South Sudan’s Shadowy Millions: The Unraveling of a Billion-Dollar Fraud Involving President Kiir’s Circle
According to a new investigative report by The Sentry titled “fCash Grab,” South Sudan’s President Salva Kiir and his inner circle of military generals are accused of siphoning off approximately $1 billion (€1.03 billion) from international bank credit lines (2012-2014). This diversion of funds has left the impoverished country’s children and communities without essentials like fuel, food, and medicine.
Impact on South Sudanese Population
The report alleges that Salva Kiir’s family and associates rerouted funds to a network of shell companies that failed to provide the promised goods and services, worsening the nation’s humanitarian crisis. Debra LaPrevotte, the report’s lead investigator and author, explains the suffering of the people:
Mothers would hand-ventilate their infants when the hospital’s generator ran out of fuel. Some surgeons operated without crucial supplies such as sutures or gloves. The situation has remained dire with frequent fuel shortages.
Economic Analysis and Consequences
Economic analyst Boboya James emphasizes the severity of the report’s findings:
It adds more fuel to the conversation about the ongoing battle against corruption in South Sudan. Those implicated should face the consequences, including serving jail terms.
Fueled by Bank Credit Facility Agreements
The controversy centers around the central bank’s credit facility agreements with Qatar National Bank (QNB) and CfC Stanbic during the period of 2012 to 2014, aiming to help local companies import vital commodities. However, the report states:
these credit lines were then turned into an opportunity for theft by corrupt officials and their associates, forcing the South Sudanese government to shoulder the financial burden.

────────────────

[Questions on the material]
1. In the article on the alleged fraud by South Sudan's President Kiir and his circle, which two banks had credit facility agreements with the central bank?
2. How would the article on the South Sudan credit-line fraud go on after its final sentence? Write the next part.

────────────────

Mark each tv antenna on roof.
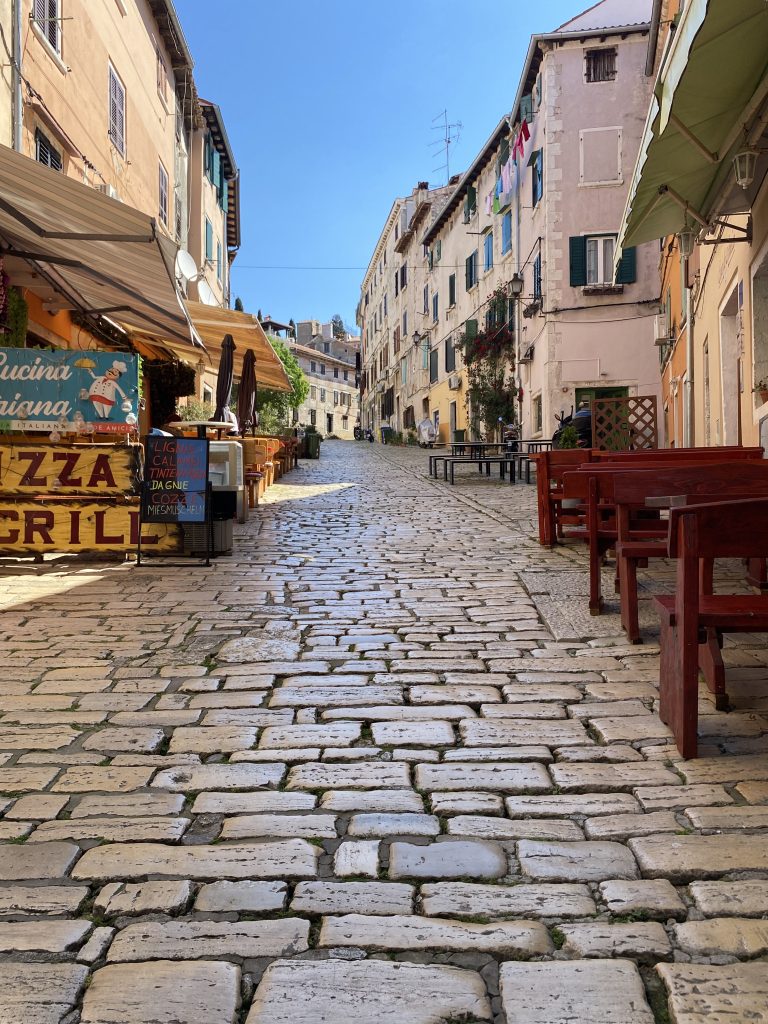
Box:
[429,111,464,182]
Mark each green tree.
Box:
[256,337,309,429]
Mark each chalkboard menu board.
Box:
[141,435,208,522]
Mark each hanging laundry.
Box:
[502,160,512,193]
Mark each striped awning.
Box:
[0,146,202,351]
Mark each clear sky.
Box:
[182,0,591,327]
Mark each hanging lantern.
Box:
[733,150,758,188]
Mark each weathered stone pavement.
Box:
[0,442,768,1024]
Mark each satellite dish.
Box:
[198,280,219,306]
[176,249,200,281]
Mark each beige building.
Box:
[286,321,359,440]
[357,179,458,437]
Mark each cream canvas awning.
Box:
[186,302,293,391]
[616,0,768,257]
[0,146,202,351]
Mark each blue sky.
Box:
[182,0,590,326]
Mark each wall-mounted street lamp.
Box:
[509,270,525,299]
[677,227,695,259]
[733,150,758,188]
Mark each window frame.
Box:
[108,60,128,160]
[158,160,171,228]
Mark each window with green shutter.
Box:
[616,246,637,285]
[568,234,587,288]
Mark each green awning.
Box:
[616,0,768,257]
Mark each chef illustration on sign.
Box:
[88,359,128,420]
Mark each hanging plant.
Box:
[143,360,195,426]
[3,288,30,348]
[456,287,517,436]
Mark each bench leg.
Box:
[616,558,641,643]
[698,628,728,711]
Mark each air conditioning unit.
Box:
[653,313,671,345]
[96,181,120,200]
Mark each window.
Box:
[155,43,168,105]
[568,234,637,288]
[464,249,477,291]
[534,253,542,301]
[32,0,61,53]
[206,217,213,263]
[528,150,544,206]
[445,338,456,374]
[502,210,512,256]
[35,130,62,171]
[530,394,544,434]
[159,163,168,227]
[482,231,494,270]
[587,237,615,285]
[110,65,125,157]
[585,46,616,82]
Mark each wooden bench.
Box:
[655,499,768,758]
[613,459,768,643]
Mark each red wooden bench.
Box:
[655,499,768,758]
[613,459,768,643]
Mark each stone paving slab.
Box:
[499,959,653,1024]
[246,959,493,1024]
[656,964,768,1024]
[80,961,241,1024]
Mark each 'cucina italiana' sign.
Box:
[0,348,138,433]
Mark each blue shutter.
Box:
[616,246,637,285]
[568,234,587,288]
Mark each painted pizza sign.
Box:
[0,348,138,433]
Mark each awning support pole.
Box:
[670,114,720,164]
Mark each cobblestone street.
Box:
[0,441,768,1024]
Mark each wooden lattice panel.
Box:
[592,394,658,452]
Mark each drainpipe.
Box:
[11,0,24,153]
[683,257,695,447]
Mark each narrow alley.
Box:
[0,441,768,1024]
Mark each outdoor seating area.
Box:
[428,439,552,484]
[532,446,768,758]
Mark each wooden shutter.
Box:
[616,246,637,285]
[568,234,587,288]
[110,68,125,157]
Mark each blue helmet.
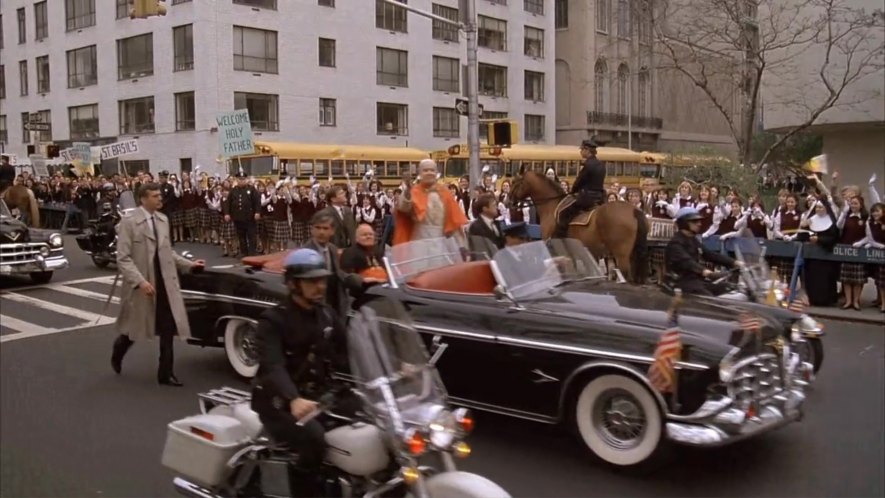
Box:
[283,249,332,280]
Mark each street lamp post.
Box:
[384,0,482,185]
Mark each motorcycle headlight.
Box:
[49,233,64,249]
[428,411,458,450]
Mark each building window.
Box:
[175,92,197,131]
[234,0,277,10]
[34,1,49,40]
[596,0,611,33]
[479,63,507,97]
[234,92,280,131]
[68,104,99,140]
[68,45,98,88]
[375,0,409,33]
[375,47,409,87]
[525,114,544,141]
[523,0,544,15]
[117,33,154,80]
[15,7,28,45]
[433,55,461,92]
[524,26,544,59]
[593,59,608,112]
[433,107,461,138]
[479,16,507,51]
[320,98,337,126]
[479,111,507,141]
[618,64,630,114]
[172,24,194,71]
[234,26,277,74]
[525,71,544,102]
[433,3,458,43]
[618,0,633,39]
[18,61,28,97]
[320,38,335,67]
[376,102,409,135]
[36,55,50,93]
[553,0,569,29]
[65,0,95,31]
[117,0,134,19]
[120,97,154,135]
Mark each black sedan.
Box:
[182,240,810,465]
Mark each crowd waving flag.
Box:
[648,291,682,393]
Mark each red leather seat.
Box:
[407,261,498,295]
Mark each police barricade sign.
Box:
[215,109,255,158]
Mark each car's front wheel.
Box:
[575,374,664,466]
[224,318,258,379]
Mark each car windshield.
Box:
[386,238,464,283]
[347,299,447,434]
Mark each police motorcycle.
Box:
[162,299,509,498]
[77,190,137,268]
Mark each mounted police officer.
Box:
[554,138,605,238]
[222,172,261,256]
[252,249,347,496]
[665,207,738,296]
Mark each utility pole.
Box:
[384,0,482,185]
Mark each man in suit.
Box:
[467,194,504,249]
[323,185,356,247]
[304,209,381,319]
[111,183,206,386]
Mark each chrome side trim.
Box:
[557,361,670,420]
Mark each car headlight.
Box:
[428,410,458,450]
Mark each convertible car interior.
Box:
[406,261,498,296]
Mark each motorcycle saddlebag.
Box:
[163,415,249,486]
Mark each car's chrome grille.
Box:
[727,353,784,407]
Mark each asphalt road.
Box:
[0,239,885,497]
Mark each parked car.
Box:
[182,240,812,465]
[0,199,68,284]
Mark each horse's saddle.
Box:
[556,195,596,227]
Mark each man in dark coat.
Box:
[222,173,261,256]
[554,139,605,238]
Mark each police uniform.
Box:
[223,174,261,256]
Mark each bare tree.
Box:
[653,0,885,166]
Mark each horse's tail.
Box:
[630,209,648,284]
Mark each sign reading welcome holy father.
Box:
[215,109,255,157]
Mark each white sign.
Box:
[215,109,255,157]
[101,138,138,161]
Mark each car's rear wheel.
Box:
[575,374,664,466]
[31,271,53,284]
[224,318,258,378]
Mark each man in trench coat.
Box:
[111,183,205,386]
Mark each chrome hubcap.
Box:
[592,389,647,450]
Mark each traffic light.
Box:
[129,0,166,19]
[486,121,519,147]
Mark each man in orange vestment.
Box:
[393,159,467,247]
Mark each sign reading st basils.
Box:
[215,109,255,157]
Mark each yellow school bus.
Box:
[230,142,430,186]
[431,144,662,191]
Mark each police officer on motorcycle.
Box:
[252,249,347,496]
[554,138,605,239]
[665,207,739,296]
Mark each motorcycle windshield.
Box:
[493,240,568,299]
[347,299,446,434]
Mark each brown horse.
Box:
[510,171,648,283]
[0,185,40,228]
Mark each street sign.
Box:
[25,122,52,131]
[215,109,255,157]
[455,99,482,116]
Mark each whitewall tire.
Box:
[575,375,664,466]
[224,318,258,379]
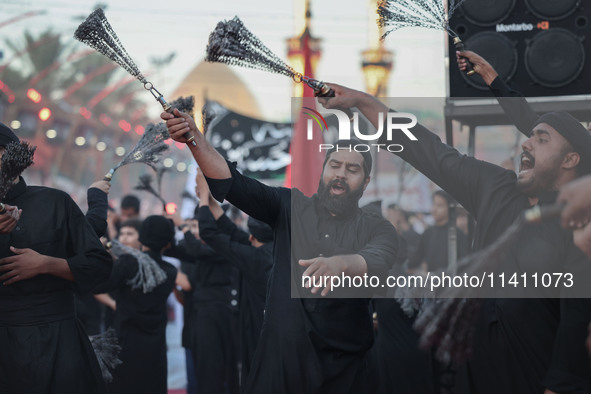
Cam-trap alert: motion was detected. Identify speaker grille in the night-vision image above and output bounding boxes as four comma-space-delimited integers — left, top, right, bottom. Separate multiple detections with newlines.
525, 0, 581, 20
525, 28, 585, 88
460, 0, 516, 26
461, 31, 517, 90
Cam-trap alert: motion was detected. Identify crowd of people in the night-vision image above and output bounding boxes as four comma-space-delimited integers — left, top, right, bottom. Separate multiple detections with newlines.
0, 48, 591, 394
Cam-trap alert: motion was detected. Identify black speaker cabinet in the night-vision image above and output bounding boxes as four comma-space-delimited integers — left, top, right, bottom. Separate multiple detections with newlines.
449, 0, 591, 97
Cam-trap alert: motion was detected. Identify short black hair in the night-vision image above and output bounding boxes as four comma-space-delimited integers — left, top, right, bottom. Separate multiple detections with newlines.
119, 219, 142, 234
121, 194, 140, 213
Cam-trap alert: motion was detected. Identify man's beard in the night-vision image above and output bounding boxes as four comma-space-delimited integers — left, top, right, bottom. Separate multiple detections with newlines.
318, 179, 363, 216
516, 155, 564, 198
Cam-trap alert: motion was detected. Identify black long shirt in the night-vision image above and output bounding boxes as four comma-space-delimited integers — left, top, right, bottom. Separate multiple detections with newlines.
380, 114, 591, 393
99, 251, 176, 394
208, 164, 397, 394
198, 207, 273, 380
0, 178, 112, 394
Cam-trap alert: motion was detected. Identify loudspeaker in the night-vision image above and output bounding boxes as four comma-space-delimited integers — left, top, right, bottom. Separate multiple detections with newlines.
449, 0, 591, 97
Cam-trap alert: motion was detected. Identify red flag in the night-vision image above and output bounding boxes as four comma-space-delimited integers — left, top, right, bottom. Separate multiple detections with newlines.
285, 31, 324, 196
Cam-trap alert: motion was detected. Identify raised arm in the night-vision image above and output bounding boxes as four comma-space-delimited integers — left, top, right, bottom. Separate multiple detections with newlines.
456, 51, 538, 137
319, 84, 515, 218
160, 109, 231, 179
160, 109, 285, 227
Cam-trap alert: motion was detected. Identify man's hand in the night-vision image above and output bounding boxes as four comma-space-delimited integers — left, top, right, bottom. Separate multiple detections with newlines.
0, 204, 23, 234
0, 246, 47, 286
556, 175, 591, 229
456, 51, 499, 85
88, 179, 111, 194
160, 108, 201, 144
318, 83, 371, 109
195, 168, 210, 207
298, 254, 367, 297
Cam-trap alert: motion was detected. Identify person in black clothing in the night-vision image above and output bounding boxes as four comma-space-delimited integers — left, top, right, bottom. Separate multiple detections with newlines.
119, 194, 140, 221
386, 204, 421, 258
97, 215, 176, 394
408, 190, 469, 272
76, 180, 111, 335
161, 110, 397, 394
319, 84, 591, 393
171, 200, 239, 394
558, 175, 591, 259
197, 170, 273, 381
0, 124, 112, 394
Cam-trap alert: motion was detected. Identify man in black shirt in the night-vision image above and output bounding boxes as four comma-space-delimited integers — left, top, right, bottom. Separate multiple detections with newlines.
320, 84, 591, 393
197, 170, 273, 382
0, 124, 112, 394
161, 110, 397, 394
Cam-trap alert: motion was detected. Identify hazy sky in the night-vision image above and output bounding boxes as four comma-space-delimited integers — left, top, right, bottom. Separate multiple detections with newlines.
0, 0, 447, 120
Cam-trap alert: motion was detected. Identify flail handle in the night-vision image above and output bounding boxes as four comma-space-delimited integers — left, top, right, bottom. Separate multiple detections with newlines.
103, 168, 115, 182
314, 83, 353, 120
144, 81, 197, 146
160, 103, 197, 146
454, 37, 476, 76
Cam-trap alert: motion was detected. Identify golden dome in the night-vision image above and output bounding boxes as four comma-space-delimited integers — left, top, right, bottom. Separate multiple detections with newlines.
171, 61, 262, 125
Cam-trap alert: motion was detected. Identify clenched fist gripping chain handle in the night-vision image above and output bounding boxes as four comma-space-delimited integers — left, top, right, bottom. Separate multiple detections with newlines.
377, 0, 475, 75
74, 8, 196, 146
0, 141, 37, 214
205, 16, 353, 118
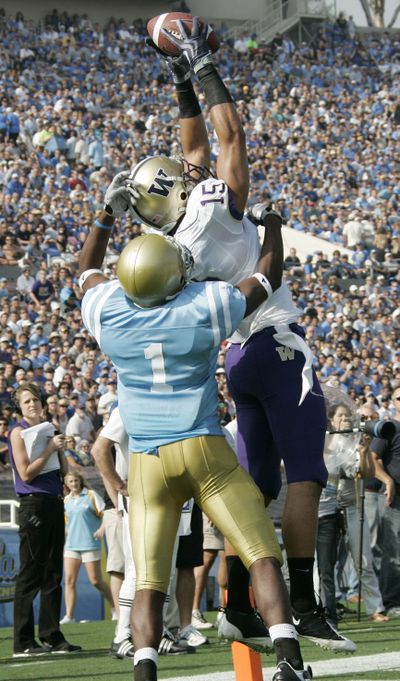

────────────────

[List of answers]
1. Qatar National Bank (QNB) and CfC Stanbic.

2.
Identified Tiers of Individuals Involved
The report identifies several individuals connected to politicians and individuals close to President Kiir involved in this scheme:
- Family members of South Sudan’s President
- Central Bank Governor Kornelio Koriom
- 13 Ugandan companies
- Denkel General Trading company
Stolen Funds and Human Cost
As a result of the scheme, over nearly $1 billion was effectively removed from the country. The report calls for action from international agencies, financial institutions, and law enforcement organizations:
Almost $1 billion effectively walked out of the country, leaving the human cost to be calculated.
The Fight against Corruption in South Sudan
Despite being the most corrupt country on Transparency International’s 2021 Corruption Perception Index for the second year in a row, the report offers recommendations to increase transparency and accountability:
- Agencies like the FBI and Homeland Security to open investigations and help recover stolen funds.
- Collaboration between international agencies and local governments to provide adequate support and resources.
- Urgent reforms to enhance transparency and accountability in government institutions and financial systems.